**Task description:**
The lines to be copied run from the one containing "One point goes on every instance of the white warehouse" to the end of the material below; reproduce them exactly, including both ends, and nothing more.

**Available data:**
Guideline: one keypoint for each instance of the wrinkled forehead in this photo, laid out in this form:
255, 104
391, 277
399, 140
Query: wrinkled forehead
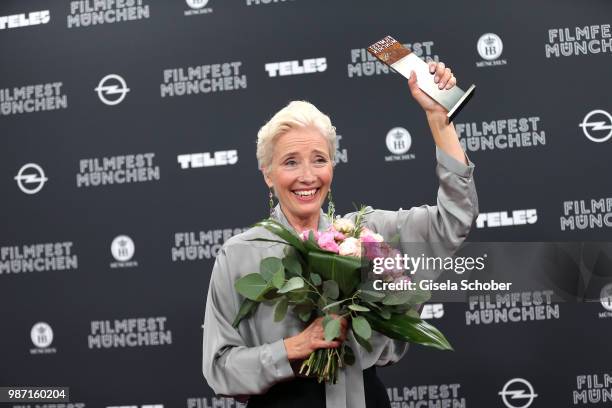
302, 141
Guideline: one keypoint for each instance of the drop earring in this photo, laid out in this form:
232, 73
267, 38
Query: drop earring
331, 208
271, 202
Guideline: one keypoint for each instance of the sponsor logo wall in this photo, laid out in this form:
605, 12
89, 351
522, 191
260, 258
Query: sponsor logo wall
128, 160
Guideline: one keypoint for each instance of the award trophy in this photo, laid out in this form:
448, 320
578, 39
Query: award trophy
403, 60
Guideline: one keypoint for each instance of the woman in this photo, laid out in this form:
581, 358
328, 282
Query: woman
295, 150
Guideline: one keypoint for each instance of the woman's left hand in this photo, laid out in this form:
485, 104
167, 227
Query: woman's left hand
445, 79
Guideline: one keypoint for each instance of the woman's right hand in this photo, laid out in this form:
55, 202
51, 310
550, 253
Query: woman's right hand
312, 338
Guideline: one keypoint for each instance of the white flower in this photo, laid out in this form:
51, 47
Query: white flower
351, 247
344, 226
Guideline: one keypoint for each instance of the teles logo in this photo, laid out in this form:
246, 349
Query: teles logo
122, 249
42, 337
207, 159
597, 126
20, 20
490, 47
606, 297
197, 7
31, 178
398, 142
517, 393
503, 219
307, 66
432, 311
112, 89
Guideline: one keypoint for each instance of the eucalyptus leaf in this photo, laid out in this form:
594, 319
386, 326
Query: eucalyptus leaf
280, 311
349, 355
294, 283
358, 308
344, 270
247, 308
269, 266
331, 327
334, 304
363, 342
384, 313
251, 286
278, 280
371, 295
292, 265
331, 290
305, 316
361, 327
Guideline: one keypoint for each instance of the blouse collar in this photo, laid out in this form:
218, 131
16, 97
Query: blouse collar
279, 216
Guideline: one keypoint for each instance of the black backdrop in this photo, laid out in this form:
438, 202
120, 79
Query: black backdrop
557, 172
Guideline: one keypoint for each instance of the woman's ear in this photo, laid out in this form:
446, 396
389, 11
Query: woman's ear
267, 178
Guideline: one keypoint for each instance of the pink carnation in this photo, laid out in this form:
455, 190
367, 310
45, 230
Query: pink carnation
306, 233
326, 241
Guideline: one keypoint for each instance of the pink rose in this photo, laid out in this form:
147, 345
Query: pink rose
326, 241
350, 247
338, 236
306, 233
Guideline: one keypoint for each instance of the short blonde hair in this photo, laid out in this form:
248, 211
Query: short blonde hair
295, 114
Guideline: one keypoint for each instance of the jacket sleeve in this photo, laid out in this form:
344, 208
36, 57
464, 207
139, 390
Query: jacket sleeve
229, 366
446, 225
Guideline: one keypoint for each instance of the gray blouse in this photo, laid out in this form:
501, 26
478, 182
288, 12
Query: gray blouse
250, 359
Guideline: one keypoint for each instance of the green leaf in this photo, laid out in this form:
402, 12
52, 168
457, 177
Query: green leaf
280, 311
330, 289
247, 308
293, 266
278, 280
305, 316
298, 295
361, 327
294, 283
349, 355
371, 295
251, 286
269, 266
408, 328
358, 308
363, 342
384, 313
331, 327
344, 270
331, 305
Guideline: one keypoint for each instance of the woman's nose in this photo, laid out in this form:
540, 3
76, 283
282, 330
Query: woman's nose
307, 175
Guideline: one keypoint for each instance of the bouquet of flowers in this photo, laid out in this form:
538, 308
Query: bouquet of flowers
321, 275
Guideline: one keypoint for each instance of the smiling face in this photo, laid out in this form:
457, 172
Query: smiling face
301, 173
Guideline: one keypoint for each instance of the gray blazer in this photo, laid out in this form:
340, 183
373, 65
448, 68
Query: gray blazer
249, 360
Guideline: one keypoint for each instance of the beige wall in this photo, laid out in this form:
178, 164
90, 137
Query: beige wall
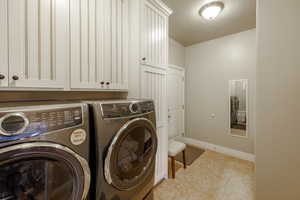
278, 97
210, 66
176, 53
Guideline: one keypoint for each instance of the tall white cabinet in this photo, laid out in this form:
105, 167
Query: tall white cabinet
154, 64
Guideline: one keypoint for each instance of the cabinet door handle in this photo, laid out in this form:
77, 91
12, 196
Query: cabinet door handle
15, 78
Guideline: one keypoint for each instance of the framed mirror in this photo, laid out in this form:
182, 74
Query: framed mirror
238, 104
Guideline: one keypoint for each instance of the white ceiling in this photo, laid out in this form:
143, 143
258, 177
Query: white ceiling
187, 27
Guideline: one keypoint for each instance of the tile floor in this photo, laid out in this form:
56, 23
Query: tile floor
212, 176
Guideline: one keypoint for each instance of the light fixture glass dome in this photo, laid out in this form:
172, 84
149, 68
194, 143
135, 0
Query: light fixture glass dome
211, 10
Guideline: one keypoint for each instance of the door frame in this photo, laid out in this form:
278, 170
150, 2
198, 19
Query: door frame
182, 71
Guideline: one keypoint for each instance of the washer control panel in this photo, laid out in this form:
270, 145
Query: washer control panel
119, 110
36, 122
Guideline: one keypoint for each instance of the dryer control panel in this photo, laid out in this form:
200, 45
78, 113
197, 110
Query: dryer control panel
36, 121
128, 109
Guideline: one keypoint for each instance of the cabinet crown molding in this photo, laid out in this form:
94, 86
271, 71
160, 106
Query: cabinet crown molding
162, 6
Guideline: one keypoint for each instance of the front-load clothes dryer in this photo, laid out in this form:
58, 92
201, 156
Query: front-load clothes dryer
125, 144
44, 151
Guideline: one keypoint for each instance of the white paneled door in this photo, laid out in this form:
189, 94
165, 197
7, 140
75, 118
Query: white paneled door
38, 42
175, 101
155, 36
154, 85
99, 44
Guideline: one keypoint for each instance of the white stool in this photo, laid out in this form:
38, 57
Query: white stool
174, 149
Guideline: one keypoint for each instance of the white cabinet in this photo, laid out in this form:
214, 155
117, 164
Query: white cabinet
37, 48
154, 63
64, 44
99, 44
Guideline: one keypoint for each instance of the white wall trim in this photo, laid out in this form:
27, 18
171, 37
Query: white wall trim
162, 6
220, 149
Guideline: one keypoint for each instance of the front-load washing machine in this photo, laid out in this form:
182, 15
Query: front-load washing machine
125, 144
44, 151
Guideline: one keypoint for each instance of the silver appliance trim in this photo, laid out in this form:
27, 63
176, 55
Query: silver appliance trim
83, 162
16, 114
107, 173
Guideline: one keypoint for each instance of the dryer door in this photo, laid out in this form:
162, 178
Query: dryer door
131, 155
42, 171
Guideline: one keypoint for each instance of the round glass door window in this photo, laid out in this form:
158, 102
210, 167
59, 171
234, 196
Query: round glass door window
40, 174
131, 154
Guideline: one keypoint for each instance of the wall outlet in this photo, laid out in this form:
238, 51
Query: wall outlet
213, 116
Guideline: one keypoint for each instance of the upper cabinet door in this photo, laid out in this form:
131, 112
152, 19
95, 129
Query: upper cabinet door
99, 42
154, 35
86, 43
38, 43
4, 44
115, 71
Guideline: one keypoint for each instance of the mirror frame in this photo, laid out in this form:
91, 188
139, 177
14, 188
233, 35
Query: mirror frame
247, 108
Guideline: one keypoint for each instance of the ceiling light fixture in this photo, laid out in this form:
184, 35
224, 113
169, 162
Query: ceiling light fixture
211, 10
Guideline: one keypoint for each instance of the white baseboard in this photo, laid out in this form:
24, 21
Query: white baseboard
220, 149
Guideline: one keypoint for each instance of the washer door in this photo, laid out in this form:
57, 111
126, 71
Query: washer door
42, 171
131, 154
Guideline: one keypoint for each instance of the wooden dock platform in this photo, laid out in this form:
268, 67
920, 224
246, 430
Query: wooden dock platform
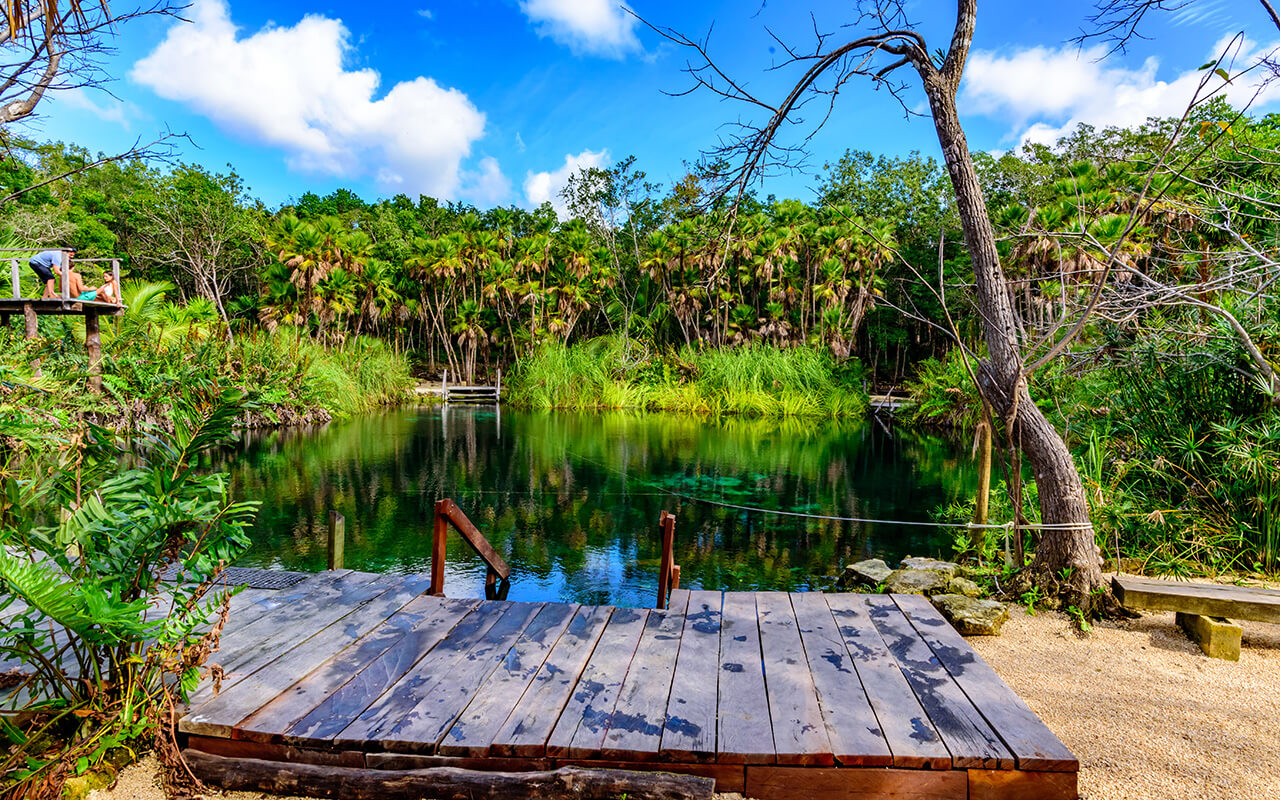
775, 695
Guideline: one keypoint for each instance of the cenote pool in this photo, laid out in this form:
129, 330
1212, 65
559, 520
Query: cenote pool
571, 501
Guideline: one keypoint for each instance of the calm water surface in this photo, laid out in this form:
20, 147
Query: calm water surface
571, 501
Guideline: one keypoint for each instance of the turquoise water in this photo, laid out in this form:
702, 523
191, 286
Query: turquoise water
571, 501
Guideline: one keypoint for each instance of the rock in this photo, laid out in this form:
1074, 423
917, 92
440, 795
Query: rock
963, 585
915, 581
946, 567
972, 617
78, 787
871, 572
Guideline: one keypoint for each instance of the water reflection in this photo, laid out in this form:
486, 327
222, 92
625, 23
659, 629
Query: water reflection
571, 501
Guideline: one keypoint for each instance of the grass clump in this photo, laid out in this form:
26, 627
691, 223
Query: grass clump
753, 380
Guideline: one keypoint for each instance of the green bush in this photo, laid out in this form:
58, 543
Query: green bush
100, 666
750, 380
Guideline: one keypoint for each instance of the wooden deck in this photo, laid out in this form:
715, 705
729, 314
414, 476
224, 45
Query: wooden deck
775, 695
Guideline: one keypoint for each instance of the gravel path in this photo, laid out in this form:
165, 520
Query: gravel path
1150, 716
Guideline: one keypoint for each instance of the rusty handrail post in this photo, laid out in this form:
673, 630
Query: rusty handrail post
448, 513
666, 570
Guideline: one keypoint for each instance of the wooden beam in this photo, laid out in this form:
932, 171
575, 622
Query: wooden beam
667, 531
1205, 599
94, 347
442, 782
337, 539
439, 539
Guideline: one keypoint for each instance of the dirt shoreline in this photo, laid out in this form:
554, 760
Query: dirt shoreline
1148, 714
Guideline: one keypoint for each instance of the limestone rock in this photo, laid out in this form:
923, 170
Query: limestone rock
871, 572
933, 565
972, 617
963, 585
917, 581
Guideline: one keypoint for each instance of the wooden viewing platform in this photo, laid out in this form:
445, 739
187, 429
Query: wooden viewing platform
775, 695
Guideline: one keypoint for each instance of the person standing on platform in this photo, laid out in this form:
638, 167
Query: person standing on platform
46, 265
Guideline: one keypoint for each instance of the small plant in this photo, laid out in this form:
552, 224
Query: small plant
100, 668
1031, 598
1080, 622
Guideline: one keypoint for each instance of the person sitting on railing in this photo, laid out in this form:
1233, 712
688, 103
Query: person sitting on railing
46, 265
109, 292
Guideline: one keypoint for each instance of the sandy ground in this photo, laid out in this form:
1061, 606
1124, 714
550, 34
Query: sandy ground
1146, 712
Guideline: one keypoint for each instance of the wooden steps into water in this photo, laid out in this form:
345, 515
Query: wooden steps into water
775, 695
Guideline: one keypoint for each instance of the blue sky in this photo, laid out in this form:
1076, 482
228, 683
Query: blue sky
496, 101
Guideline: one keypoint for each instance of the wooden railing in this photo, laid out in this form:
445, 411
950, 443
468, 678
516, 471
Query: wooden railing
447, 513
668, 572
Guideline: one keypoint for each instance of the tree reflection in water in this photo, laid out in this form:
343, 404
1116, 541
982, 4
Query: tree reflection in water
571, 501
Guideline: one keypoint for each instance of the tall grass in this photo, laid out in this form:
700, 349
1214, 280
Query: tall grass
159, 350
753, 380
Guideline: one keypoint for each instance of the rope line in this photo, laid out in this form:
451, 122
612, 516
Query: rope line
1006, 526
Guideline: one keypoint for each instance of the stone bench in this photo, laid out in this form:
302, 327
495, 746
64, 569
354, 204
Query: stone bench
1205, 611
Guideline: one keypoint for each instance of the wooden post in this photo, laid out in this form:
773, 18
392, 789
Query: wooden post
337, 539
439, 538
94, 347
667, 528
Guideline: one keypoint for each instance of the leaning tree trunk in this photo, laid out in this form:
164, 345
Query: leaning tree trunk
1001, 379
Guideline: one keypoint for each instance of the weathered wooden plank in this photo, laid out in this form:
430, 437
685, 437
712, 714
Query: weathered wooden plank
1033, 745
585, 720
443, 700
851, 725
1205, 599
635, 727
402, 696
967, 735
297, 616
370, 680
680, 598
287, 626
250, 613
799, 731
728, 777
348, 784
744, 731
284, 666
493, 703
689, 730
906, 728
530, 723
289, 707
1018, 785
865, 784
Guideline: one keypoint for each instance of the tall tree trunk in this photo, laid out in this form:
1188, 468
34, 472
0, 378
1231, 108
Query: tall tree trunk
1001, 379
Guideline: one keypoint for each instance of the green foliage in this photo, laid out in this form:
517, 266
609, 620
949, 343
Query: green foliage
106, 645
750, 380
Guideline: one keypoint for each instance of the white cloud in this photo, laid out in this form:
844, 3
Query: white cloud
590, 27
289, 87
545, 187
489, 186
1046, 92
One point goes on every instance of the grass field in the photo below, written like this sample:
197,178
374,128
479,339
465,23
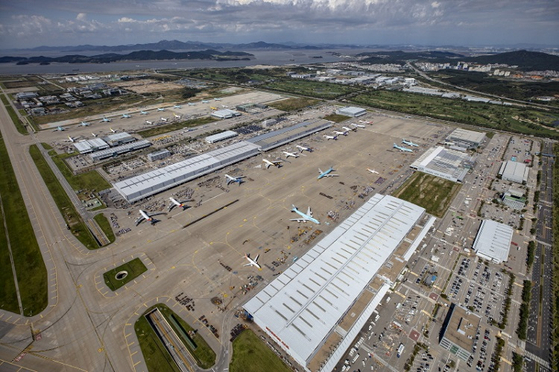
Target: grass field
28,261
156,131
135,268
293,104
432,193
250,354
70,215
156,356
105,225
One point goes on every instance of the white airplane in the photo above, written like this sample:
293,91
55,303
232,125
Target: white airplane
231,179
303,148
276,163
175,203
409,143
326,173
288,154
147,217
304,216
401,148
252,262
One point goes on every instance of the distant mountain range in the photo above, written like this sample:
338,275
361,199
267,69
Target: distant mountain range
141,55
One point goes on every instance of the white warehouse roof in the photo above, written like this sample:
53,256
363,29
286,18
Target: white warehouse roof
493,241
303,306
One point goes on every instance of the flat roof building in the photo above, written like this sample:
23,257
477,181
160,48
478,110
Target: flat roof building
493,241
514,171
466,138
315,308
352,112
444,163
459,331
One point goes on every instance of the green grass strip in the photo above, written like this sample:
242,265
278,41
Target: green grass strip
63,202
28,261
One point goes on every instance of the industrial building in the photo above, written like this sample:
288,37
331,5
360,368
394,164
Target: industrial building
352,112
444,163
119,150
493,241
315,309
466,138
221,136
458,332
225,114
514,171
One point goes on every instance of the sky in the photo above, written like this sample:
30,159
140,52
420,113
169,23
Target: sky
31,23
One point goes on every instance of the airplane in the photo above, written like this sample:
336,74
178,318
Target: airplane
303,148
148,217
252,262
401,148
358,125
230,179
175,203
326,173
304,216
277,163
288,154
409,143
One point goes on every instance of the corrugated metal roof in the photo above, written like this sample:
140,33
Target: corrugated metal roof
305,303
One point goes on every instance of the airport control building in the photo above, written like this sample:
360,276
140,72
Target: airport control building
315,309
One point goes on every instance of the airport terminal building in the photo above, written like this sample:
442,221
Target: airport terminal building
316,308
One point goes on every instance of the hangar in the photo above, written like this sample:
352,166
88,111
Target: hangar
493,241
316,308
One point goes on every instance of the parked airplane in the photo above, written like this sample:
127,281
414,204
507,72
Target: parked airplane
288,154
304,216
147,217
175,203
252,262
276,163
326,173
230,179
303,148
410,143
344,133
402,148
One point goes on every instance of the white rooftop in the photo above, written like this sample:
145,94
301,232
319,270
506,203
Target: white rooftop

**Finished task:**
One point goes on every instance of the white warehouse roof in the photo above, written like this sample:
53,256
363,29
286,18
Target: white warehouse roof
493,241
303,306
One point goes on every instance of the flat roof building in the photo above, written like this sample:
23,257
477,181
160,48
478,110
Target: flat roof building
493,241
514,171
466,138
315,308
352,112
444,163
459,331
One point goes on every instance of the green grass strip in the photo above, written like this sample:
242,265
278,41
Target: green grass strip
63,202
28,261
One point goes on every instance of the industrial building in the photo above, written like this sample:
288,37
331,5
360,368
394,164
Target: industrial building
352,112
444,163
119,150
493,241
315,309
466,138
221,136
458,332
225,114
514,171
One point goes on every instance of the sky in the photo above, written like this sample:
30,159
140,52
420,113
169,23
Target: sky
31,23
One point goes on every instance of the airplane in the photo above, written like this sample:
336,74
178,318
Target: airplane
303,148
148,217
252,262
401,148
358,125
230,179
175,203
326,173
304,216
277,163
288,154
409,143
One point goes on every instance of the corrugated metal roof in the photo above, written like this sample:
140,33
Target: corrugated metal roof
305,303
One point goes on every instance of the airport control building in the photo above, written like this sample:
360,276
140,72
Target: airport control building
315,309
One point goes on every instance of the airport terminal building in the photo above, written like this sample:
442,221
Target: airport terminal building
316,308
One point goes on every instance of the hangar in the photo above, written like this sample:
352,166
88,111
Target: hangar
493,241
316,308
One point goes on every instance of the parked airplane in the photo above, written like this sample:
127,281
414,204
507,72
Target: parked airplane
288,154
304,216
147,217
175,203
252,262
276,163
326,173
230,179
303,148
410,143
344,133
402,148
One point goes on every instance of the white rooftop in the photo above, written like this sample:
145,94
301,232
319,270
506,203
Target: white rooftop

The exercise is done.